▸ **PROMPT**:
Reproduce every line of the items below, requests included, and shift each bounding-box coordinate in the answers by adding -112 to it. Leave the pictures out of your reply.

▸ **EXTRACTED DATA**:
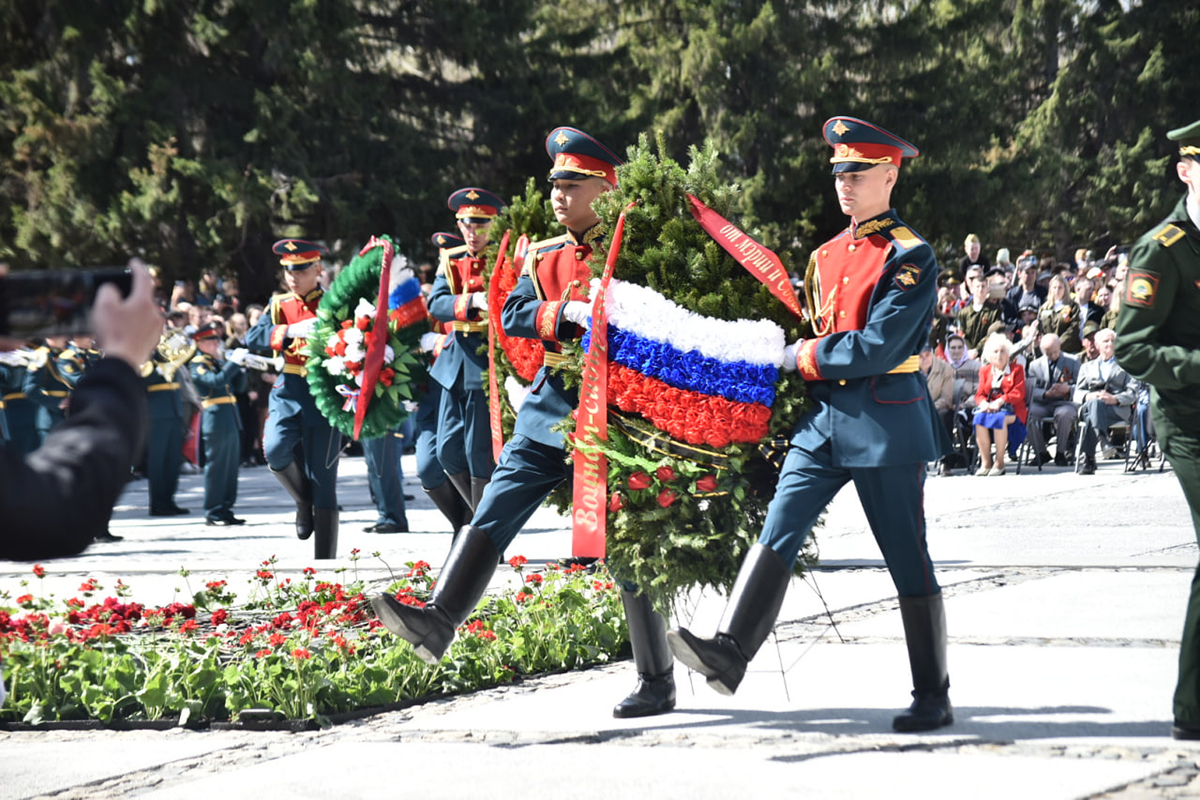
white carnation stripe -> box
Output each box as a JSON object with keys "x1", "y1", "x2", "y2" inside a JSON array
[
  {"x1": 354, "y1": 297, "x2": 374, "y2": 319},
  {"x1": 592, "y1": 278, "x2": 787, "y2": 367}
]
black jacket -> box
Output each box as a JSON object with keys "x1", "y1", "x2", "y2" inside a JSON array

▸ **COMPLETE OUTPUT**:
white carnation stripe -> box
Output each box as a JSON object with keys "x1", "y1", "x2", "y2" inside a JSON array
[
  {"x1": 242, "y1": 185, "x2": 262, "y2": 207},
  {"x1": 480, "y1": 166, "x2": 675, "y2": 255}
]
black jacket -> box
Output each box as a JSON object with keys "x1", "y1", "x2", "y2" inside a JSON array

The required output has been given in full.